TASK PROMPT: Output all entries precisely.

Saved data entries:
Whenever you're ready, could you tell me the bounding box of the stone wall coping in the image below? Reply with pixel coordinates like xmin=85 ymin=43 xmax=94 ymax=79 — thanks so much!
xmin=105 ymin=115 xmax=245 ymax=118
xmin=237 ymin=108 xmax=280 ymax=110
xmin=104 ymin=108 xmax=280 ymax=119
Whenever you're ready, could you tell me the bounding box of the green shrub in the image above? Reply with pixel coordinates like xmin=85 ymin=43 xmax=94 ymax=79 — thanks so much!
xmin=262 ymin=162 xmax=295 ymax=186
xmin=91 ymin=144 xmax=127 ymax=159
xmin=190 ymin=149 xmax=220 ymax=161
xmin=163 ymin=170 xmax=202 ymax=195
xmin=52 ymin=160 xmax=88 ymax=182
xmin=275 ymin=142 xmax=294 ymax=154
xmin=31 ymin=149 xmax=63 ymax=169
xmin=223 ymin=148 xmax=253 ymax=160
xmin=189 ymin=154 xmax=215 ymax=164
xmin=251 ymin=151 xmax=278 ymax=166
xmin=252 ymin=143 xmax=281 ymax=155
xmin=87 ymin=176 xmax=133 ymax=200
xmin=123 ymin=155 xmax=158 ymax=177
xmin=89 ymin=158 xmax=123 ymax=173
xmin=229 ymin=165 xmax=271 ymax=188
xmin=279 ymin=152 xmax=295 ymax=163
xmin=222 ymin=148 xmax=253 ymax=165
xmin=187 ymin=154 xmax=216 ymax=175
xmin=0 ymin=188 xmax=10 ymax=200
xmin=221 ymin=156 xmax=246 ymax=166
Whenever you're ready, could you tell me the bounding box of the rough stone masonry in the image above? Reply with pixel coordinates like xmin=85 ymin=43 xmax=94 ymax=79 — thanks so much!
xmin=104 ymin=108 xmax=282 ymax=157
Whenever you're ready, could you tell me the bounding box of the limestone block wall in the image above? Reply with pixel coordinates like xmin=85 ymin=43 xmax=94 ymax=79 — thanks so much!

EXERCISE SOLUTION:
Whenever you're ready, could you tell me the bounding box of the stone wall coping in the image below? Reply with pixel coordinates like xmin=85 ymin=43 xmax=94 ymax=79 — thanks so much!
xmin=105 ymin=115 xmax=245 ymax=118
xmin=237 ymin=108 xmax=280 ymax=110
xmin=104 ymin=108 xmax=280 ymax=119
Whenever you're ready, could you tell me the bounding box of the green shrub in the image above? Reply with pixel coordinates like xmin=85 ymin=43 xmax=94 ymax=79 — thanks so much!
xmin=262 ymin=162 xmax=295 ymax=186
xmin=91 ymin=144 xmax=127 ymax=159
xmin=190 ymin=149 xmax=220 ymax=161
xmin=163 ymin=170 xmax=202 ymax=195
xmin=52 ymin=160 xmax=88 ymax=182
xmin=275 ymin=142 xmax=294 ymax=154
xmin=31 ymin=149 xmax=63 ymax=169
xmin=223 ymin=148 xmax=253 ymax=160
xmin=189 ymin=154 xmax=215 ymax=164
xmin=251 ymin=151 xmax=278 ymax=166
xmin=252 ymin=143 xmax=281 ymax=155
xmin=87 ymin=176 xmax=133 ymax=200
xmin=123 ymin=155 xmax=158 ymax=177
xmin=89 ymin=158 xmax=123 ymax=173
xmin=229 ymin=165 xmax=271 ymax=188
xmin=279 ymin=152 xmax=295 ymax=163
xmin=222 ymin=148 xmax=253 ymax=165
xmin=187 ymin=154 xmax=216 ymax=175
xmin=0 ymin=188 xmax=10 ymax=200
xmin=221 ymin=156 xmax=246 ymax=166
Whenever you're ready, could you tell me the bounding box of the rough stone masonry in the image above? Reply with pixel coordinates like xmin=85 ymin=43 xmax=94 ymax=79 — thanks so much!
xmin=104 ymin=108 xmax=282 ymax=157
Whenever you're ready, could you tell me the bounding box of the limestone block wall in the image above? Reply with pixel coordinates like xmin=85 ymin=43 xmax=94 ymax=79 — thanks so much!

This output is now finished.